Code Review Checklist

Last Updated: 2025-11-10 Status: Production Standard Applies To: All pull requests

Overview

This document provides a comprehensive code review checklist for OctoLLM pull requests. Both authors and reviewers should use this checklist to ensure code quality, security, and maintainability.

Author Checklist
Reviewer Checklist
Code Quality
Testing
Security
Performance
Documentation
Deployment

Author Checklist

Before Submitting PR

Code compiles/runs without errors
- Python: python -m pytest
- Rust: cargo test
All tests pass
- Unit tests: ≥80% coverage for new code
- Integration tests for new features
- E2E tests for user-facing changes
Linting and formatting pass
- Python: black . && isort . && ruff check . && mypy .

■ WHAT YOU ARE ASKED TO DO
In the code review checklist, translate this sentence into Spanish: "Both authors and reviewers should use this checklist to ensure code quality, security, and maintainability." The items that follow aren't needed for this.

■ ROWS
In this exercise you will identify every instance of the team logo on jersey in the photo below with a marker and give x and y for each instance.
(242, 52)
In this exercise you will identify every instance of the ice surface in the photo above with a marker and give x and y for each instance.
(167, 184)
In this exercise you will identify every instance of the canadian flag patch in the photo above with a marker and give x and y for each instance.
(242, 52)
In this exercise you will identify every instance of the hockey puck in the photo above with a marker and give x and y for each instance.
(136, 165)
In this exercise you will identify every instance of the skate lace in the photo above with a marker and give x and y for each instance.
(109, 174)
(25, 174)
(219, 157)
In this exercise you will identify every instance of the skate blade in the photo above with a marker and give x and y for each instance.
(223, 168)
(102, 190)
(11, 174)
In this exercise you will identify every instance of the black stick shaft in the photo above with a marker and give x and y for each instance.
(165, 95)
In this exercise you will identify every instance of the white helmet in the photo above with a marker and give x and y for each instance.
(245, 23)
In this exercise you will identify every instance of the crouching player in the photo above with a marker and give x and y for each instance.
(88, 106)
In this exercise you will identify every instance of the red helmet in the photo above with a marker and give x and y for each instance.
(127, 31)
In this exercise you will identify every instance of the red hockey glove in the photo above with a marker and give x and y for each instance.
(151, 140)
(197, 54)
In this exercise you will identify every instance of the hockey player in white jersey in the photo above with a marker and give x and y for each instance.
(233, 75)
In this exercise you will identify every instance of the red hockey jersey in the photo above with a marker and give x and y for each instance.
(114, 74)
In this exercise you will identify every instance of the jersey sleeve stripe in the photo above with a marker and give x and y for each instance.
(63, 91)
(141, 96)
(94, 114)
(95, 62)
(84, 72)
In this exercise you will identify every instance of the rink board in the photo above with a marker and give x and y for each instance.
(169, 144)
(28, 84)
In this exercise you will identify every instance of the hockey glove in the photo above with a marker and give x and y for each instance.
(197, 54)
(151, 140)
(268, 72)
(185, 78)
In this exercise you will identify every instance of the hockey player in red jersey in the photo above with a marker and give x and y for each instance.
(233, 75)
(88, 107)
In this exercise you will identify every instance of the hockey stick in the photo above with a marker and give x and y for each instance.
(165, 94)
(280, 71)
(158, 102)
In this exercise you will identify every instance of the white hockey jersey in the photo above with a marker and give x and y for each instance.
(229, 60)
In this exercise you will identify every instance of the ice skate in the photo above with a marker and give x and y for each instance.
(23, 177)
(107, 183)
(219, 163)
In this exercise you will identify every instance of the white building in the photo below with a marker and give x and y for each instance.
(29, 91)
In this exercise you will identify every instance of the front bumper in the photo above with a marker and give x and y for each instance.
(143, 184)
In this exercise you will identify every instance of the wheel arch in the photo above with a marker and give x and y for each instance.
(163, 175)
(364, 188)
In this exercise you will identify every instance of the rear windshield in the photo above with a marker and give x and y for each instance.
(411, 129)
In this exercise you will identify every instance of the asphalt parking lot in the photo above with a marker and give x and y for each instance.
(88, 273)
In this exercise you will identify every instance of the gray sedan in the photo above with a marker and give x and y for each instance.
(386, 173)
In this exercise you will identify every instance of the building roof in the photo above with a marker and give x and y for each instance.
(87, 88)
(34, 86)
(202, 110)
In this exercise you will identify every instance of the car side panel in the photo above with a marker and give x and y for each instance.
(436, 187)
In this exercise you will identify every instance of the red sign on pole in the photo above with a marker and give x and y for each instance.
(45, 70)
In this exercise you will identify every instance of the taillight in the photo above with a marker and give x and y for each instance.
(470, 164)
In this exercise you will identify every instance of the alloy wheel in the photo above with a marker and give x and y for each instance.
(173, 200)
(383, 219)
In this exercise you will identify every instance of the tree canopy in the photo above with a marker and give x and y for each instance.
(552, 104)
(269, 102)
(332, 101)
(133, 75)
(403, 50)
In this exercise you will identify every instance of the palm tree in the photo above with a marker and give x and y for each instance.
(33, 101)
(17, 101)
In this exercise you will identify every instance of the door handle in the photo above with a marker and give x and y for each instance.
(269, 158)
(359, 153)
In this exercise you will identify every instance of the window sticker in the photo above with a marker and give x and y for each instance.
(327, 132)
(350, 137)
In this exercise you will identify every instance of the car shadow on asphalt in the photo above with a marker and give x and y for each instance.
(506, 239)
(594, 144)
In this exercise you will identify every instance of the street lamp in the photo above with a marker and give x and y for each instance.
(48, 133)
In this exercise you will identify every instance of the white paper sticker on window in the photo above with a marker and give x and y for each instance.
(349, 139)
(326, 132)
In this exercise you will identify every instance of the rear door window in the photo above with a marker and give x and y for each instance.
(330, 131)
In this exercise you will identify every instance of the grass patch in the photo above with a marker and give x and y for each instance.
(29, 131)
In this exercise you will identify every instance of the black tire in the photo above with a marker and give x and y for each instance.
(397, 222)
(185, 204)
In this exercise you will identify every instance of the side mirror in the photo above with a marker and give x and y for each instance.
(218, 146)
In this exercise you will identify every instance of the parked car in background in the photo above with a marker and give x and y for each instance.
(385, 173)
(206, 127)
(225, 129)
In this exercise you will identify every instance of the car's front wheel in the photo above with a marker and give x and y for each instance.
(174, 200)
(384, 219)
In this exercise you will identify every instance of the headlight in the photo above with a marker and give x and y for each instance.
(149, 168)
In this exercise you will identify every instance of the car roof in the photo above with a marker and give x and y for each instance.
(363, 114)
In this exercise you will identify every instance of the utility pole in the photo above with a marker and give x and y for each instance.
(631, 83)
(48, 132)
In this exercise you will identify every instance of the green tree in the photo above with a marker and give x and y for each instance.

■ ANSWER TO THE TASK
Tanto los autores como los revisores deben usar esta lista de verificación para garantizar la calidad del código, la seguridad y la mantenibilidad.